**DATA SHOWN**
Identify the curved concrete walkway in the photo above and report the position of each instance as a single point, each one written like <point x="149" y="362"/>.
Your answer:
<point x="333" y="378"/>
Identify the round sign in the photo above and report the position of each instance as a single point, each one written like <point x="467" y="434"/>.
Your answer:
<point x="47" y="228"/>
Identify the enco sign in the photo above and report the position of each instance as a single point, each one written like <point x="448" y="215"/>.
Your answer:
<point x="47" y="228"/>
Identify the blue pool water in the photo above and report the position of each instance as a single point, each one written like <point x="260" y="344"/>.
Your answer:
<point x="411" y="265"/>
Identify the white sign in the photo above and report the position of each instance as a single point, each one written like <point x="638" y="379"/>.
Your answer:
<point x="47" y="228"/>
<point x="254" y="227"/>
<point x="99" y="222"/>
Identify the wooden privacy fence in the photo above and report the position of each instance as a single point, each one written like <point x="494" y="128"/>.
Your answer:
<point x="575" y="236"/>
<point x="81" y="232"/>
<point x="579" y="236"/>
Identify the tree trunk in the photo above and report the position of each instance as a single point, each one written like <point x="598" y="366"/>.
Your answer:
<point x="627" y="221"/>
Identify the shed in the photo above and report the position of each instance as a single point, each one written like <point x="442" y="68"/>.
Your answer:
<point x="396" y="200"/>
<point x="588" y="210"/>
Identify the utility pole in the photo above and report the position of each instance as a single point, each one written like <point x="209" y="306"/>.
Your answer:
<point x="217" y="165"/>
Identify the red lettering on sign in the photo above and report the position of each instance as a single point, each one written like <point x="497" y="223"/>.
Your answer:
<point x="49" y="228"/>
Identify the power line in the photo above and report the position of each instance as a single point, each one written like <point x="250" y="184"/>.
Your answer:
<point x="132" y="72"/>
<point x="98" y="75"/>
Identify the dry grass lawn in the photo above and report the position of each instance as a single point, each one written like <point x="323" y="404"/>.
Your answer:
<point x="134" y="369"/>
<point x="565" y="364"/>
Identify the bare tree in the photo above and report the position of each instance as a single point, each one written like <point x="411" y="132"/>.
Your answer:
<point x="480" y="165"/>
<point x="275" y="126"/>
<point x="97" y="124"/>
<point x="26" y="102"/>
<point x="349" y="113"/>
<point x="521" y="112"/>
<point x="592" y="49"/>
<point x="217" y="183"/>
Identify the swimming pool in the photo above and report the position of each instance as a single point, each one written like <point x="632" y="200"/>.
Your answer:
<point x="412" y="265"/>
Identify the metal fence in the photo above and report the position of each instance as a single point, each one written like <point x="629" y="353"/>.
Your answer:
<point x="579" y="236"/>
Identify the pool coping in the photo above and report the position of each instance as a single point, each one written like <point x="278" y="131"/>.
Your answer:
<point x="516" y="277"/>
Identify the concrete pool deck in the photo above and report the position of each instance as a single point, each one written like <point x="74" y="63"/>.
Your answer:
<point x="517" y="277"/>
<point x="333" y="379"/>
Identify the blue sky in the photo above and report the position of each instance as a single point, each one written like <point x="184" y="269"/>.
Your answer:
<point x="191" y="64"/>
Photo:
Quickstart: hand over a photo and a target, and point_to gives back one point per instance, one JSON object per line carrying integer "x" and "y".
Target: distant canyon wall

**AIM OF THE TASK**
Each entry above is to be copied out exactly as written.

**ANSWER TO THIS PROBLEM**
Identify the curved concrete walkway in the photo above and report the position of each instance as a single point, each one written like <point x="149" y="362"/>.
Your answer:
<point x="333" y="378"/>
Identify the round sign in the photo above and report the position of each instance as a single point, each one written like <point x="467" y="434"/>.
Your answer:
<point x="47" y="228"/>
Identify the enco sign in the photo above and report the position of each instance as a single point, each one written like <point x="448" y="215"/>.
Your answer:
<point x="47" y="228"/>
Identify the blue pool water in the photo above and report the position of each instance as a single point, each one written like <point x="260" y="344"/>.
Your answer:
<point x="411" y="265"/>
Identify the white sign in the photo above and report the position of each instance as a single point, each one written like <point x="638" y="379"/>.
Your answer:
<point x="47" y="228"/>
<point x="254" y="227"/>
<point x="99" y="222"/>
Identify the wooden privacy fence in the photo above and report the position of each instance as a single point, each one written like <point x="494" y="128"/>.
Your answer:
<point x="575" y="236"/>
<point x="81" y="232"/>
<point x="579" y="236"/>
Identify the tree trunk in the photo above and report the position of each instance as a single point, each one written like <point x="598" y="366"/>.
Your answer:
<point x="627" y="221"/>
Identify the shed in the photo above and report the position of each instance as a single point, each one written like <point x="442" y="68"/>.
Your answer:
<point x="396" y="200"/>
<point x="588" y="210"/>
Identify the utility pole in the photo above and report the position of each instance as a single point, each one written like <point x="209" y="306"/>.
Your answer:
<point x="217" y="165"/>
Identify the red lettering on sign in the photo above and report the position of each instance as a single point, each one written like <point x="497" y="223"/>.
Your answer:
<point x="49" y="228"/>
Identify the power line in the photo above and report the position of each instance as a single point, each one written like <point x="250" y="184"/>.
Your answer:
<point x="132" y="72"/>
<point x="98" y="75"/>
Identify the dry grass lawn in the photo above and report the position of each instance as a single point, each one written like <point x="323" y="404"/>.
Your answer:
<point x="134" y="369"/>
<point x="565" y="364"/>
Identify the bare tree in the photo above and report the position of each instance as a single point, each one written like <point x="411" y="132"/>.
Your answer:
<point x="480" y="165"/>
<point x="275" y="126"/>
<point x="97" y="124"/>
<point x="26" y="102"/>
<point x="349" y="113"/>
<point x="521" y="112"/>
<point x="592" y="49"/>
<point x="217" y="183"/>
Identify the swimming pool in the photo above and report the position of each instance as a single point, each one written like <point x="632" y="200"/>.
Your answer:
<point x="412" y="265"/>
Identify the metal fence in the photo above and report the position of each instance as a single point, each one written like <point x="629" y="353"/>.
Your answer:
<point x="579" y="236"/>
Identify the pool coping in the photo above and report the position of each instance as a single point, each one written like <point x="278" y="131"/>.
Your answer:
<point x="516" y="277"/>
Identify the concrete pool deck in the photo above and report the position of each instance as a single point, each one written like <point x="74" y="63"/>.
Your answer:
<point x="517" y="277"/>
<point x="333" y="379"/>
Identify the blue sky in the photo above and report the position of each instance as a single point, each one written like <point x="184" y="269"/>.
Your answer:
<point x="191" y="64"/>
Photo:
Quickstart: hand over a photo and a target, and point_to gives back one point per instance, one JSON object per line carrying integer "x" and "y".
Target: distant canyon wall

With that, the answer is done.